WHAT THIS TASK INVOLVES
Reproduce every line from the start of the entries down through the line containing "[[[412,43],[389,45],[387,67],[404,67],[412,70]]]", both ends included. Multiply each vertex coordinate in the answers by 0.7 and round it to a whole number, with halves rounded up, and keep every other line unchanged.

>> begin

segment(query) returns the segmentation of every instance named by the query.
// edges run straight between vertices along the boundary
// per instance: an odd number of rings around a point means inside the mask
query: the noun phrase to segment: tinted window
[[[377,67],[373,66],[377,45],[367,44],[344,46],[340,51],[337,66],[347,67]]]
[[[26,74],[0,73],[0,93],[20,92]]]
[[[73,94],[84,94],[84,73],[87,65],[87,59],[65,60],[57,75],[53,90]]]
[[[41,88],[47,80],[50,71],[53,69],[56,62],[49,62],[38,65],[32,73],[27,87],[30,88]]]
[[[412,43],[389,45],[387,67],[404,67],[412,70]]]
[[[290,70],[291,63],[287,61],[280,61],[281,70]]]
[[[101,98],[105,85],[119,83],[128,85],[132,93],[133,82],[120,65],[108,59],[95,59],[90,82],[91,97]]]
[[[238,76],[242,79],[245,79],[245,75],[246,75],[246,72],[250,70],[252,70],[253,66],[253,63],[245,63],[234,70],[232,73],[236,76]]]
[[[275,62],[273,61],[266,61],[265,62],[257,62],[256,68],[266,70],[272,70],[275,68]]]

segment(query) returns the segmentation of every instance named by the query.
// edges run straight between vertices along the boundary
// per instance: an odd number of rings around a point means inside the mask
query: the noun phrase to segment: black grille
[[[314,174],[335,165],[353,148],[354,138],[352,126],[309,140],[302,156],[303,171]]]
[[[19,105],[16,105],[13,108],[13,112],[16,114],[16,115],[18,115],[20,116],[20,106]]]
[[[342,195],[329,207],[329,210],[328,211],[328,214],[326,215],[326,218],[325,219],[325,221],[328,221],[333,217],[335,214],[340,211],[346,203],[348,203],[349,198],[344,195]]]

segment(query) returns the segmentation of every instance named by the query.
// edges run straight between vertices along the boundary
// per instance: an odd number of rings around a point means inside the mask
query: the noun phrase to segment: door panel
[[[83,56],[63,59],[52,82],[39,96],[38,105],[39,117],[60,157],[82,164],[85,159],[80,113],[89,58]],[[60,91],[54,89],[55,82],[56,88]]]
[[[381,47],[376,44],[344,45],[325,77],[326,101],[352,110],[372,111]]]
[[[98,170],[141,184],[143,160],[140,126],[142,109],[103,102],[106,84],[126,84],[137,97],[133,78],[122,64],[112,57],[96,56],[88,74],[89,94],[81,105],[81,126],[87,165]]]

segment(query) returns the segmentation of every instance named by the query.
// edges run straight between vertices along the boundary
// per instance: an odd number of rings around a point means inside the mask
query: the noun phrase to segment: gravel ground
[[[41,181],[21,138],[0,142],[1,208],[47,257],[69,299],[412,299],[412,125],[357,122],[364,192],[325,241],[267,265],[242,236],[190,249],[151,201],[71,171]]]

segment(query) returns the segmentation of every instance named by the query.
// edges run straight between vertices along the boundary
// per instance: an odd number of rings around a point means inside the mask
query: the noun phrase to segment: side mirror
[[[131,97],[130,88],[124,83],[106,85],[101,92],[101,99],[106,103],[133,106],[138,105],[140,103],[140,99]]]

>> end

ANSWER TO THIS EXERCISE
segment(query) returns the segmentation of every instance named by the query.
// edges run straight between vertices along the boundary
// per instance: an odd number of rings around a point means inside the mask
query: the noun phrase to segment: tinted window
[[[264,47],[261,46],[264,32],[257,31],[241,32],[238,36],[236,46],[243,47]]]
[[[18,52],[0,51],[0,65],[14,64]]]
[[[51,66],[59,66],[59,51],[61,46],[61,41],[46,42],[40,53],[37,63]]]
[[[29,62],[33,56],[35,50],[37,48],[39,43],[34,43],[27,46],[22,51],[19,61],[21,62]]]
[[[288,30],[272,32],[271,47],[283,47],[288,49]]]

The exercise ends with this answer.